**Aim of the exercise:** From the entries below, copy out all lines holding "paddleboard".

(Point-per-instance localization data)
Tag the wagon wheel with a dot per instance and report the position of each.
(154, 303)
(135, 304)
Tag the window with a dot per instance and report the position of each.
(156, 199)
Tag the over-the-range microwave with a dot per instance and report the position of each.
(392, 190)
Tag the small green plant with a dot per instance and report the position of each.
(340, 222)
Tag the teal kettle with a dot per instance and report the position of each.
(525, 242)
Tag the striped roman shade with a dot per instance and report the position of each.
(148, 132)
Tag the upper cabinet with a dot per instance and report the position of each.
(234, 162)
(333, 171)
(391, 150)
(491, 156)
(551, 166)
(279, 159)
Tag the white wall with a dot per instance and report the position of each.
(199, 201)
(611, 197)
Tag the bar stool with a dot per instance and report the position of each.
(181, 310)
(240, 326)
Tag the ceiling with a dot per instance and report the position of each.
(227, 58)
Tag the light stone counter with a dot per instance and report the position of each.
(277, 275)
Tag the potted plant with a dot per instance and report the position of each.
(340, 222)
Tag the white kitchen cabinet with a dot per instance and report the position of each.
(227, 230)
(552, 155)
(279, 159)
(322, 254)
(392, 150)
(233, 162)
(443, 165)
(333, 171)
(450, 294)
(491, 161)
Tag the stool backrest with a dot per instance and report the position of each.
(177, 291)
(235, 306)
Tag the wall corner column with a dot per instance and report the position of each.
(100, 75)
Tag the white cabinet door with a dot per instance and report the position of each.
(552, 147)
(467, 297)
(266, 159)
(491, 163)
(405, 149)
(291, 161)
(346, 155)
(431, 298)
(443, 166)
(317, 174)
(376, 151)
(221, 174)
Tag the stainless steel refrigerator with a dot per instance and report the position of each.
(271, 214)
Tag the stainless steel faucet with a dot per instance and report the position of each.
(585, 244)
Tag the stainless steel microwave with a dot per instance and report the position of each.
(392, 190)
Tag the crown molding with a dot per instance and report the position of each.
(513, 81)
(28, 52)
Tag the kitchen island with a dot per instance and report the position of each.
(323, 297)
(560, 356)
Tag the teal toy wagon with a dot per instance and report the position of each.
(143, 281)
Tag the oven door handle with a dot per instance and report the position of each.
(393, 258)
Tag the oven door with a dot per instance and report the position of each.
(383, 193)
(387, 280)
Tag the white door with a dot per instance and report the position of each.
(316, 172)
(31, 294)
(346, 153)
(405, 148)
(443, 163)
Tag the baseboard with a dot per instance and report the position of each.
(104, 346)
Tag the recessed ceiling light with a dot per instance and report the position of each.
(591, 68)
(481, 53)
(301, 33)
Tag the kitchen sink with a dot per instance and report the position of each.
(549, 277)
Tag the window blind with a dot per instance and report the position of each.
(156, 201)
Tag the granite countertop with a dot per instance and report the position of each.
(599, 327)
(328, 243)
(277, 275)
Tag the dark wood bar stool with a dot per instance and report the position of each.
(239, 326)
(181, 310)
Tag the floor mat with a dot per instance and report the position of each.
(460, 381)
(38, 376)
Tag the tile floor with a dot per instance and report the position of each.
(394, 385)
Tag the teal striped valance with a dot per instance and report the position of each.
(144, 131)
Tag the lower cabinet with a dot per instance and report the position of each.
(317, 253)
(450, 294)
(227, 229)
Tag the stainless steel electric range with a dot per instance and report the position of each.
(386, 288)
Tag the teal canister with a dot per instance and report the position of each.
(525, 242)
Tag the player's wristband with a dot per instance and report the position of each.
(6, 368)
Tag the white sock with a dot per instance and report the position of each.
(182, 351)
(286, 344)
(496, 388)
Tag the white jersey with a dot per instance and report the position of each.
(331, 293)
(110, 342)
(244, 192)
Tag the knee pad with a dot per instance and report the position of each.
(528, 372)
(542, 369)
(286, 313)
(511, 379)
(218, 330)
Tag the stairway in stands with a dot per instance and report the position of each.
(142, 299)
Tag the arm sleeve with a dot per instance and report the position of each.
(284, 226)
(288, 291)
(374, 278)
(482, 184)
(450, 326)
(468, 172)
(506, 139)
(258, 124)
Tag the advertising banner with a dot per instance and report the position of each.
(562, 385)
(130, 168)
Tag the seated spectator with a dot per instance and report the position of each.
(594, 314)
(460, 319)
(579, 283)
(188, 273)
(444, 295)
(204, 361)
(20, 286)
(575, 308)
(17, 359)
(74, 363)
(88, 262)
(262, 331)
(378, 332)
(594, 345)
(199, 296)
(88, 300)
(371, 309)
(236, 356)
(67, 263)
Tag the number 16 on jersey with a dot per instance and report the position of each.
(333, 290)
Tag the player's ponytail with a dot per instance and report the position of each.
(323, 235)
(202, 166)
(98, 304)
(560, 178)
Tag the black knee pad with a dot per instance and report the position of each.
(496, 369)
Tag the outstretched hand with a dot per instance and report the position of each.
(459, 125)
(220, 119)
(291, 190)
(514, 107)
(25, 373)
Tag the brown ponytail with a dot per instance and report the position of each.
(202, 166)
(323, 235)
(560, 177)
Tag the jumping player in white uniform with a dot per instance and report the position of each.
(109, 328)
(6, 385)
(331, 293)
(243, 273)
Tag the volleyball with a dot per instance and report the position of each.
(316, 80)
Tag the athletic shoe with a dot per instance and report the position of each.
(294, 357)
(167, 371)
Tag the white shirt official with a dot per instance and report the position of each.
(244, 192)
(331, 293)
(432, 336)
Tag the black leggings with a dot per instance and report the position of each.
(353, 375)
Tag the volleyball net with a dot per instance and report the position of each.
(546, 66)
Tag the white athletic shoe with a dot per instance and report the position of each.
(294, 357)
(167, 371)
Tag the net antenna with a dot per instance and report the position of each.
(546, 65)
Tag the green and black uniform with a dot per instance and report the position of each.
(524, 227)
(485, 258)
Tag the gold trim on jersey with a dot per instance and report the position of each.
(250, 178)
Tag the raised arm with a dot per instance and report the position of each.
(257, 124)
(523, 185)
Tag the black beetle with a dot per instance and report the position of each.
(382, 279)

---

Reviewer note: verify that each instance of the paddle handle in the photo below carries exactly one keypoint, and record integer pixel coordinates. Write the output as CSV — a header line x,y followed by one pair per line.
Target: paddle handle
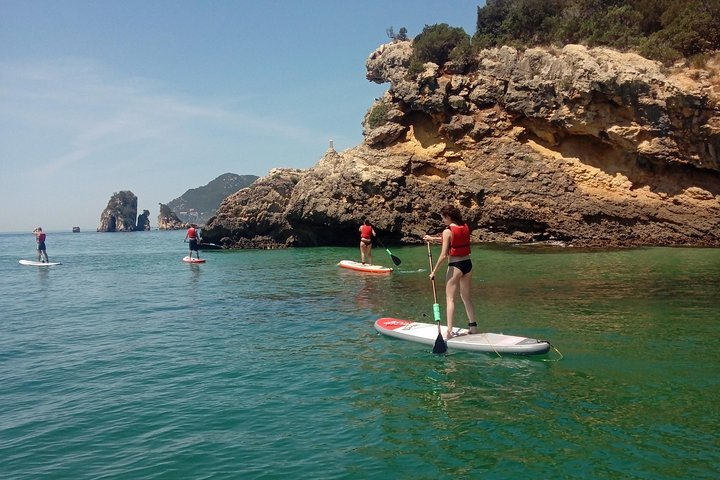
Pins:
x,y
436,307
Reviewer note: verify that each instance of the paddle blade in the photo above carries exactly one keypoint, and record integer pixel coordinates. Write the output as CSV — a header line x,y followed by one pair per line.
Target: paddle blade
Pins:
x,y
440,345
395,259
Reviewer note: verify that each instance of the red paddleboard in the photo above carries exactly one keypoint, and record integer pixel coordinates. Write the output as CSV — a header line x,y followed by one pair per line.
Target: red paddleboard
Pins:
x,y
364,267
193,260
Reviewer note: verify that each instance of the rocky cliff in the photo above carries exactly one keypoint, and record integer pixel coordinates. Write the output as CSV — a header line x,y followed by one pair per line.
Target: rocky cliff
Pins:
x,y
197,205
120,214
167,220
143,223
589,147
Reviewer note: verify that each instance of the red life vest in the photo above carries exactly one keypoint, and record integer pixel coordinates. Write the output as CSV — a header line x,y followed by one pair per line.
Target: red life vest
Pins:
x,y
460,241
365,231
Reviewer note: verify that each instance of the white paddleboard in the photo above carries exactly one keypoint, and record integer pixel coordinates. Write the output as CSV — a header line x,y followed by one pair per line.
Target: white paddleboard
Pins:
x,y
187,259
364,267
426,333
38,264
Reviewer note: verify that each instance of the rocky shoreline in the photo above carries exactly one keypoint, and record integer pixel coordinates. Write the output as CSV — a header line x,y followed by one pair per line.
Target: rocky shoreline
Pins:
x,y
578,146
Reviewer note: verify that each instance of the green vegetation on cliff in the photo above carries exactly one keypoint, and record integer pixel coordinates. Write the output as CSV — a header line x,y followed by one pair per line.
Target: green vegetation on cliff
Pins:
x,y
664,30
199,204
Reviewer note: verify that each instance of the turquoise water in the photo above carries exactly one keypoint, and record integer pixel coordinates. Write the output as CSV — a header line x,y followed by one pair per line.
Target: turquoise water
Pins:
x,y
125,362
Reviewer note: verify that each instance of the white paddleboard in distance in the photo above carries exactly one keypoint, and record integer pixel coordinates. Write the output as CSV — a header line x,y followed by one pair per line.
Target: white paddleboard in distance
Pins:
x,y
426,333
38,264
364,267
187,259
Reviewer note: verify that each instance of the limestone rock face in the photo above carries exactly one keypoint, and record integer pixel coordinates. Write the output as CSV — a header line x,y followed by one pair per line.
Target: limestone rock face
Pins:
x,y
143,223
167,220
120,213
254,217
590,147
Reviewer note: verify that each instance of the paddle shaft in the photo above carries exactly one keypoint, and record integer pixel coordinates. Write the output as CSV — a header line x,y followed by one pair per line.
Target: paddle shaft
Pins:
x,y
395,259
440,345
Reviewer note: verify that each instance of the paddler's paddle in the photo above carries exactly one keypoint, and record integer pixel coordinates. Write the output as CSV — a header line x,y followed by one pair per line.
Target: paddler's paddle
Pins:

---

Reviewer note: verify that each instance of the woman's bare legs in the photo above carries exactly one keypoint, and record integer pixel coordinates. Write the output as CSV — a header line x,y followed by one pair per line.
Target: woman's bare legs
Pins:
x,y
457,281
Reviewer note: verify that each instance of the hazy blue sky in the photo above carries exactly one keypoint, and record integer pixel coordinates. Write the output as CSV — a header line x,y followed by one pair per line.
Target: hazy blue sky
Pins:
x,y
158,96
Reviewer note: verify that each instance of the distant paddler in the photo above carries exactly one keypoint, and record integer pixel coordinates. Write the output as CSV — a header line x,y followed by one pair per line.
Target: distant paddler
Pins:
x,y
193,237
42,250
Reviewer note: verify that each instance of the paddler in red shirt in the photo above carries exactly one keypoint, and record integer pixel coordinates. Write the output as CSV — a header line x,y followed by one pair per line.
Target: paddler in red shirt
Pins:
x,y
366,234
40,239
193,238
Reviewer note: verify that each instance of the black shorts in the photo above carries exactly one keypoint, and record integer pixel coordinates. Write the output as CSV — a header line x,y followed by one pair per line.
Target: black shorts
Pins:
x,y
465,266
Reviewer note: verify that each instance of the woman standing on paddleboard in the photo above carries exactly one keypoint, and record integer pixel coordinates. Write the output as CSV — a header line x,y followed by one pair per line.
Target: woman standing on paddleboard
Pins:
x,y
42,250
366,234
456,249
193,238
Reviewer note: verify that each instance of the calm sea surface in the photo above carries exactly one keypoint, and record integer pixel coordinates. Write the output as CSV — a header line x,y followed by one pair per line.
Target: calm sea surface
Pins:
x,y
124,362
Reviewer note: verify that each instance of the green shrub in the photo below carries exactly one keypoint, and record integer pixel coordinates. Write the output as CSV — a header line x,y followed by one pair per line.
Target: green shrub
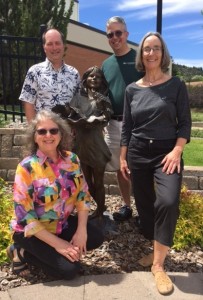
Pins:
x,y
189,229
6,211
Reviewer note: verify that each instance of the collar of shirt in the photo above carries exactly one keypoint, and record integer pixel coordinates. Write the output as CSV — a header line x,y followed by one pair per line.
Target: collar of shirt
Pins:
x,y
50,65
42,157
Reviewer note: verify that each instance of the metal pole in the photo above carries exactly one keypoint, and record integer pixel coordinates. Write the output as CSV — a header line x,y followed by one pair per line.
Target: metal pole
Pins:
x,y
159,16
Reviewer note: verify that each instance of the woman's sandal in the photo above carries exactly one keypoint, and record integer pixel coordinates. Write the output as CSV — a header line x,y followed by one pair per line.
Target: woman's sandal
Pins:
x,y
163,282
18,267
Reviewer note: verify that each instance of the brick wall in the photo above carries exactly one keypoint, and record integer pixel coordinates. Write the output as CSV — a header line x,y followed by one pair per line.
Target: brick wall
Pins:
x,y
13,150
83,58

**Exercise answer:**
Reviewer note: verify that each instance of the red paddleboard in the photo above carries exactly one keypoint, and record integer pixel coordinates. Write the output as CSV — a header line x,y followed by one pair per line.
Target: red paddleboard
Reviewer note: verify that each instance of the white paddleboard in the photo above carries exactly one keypoint, and record integer pixel coordinates. Write the output as CSV — a header line x,y followed by one pair per line.
Target: white paddleboard
Reviewer note: verify that each instance of the white paddleboard in distance in the photo above carries exactly one keypoint, and record integer pixel coordinates. Write the output as CSV — a header line x,y followed by one pair per line.
Target: white paddleboard in distance
Reviewer note: verify that each instance of the woman standing on paddleboard in the photo above carries exactly one keypoint, and record integer pixel coordinates. Write the output as CSV — a header line x,y followed by one pair per line.
Target: woman standing on paddleboard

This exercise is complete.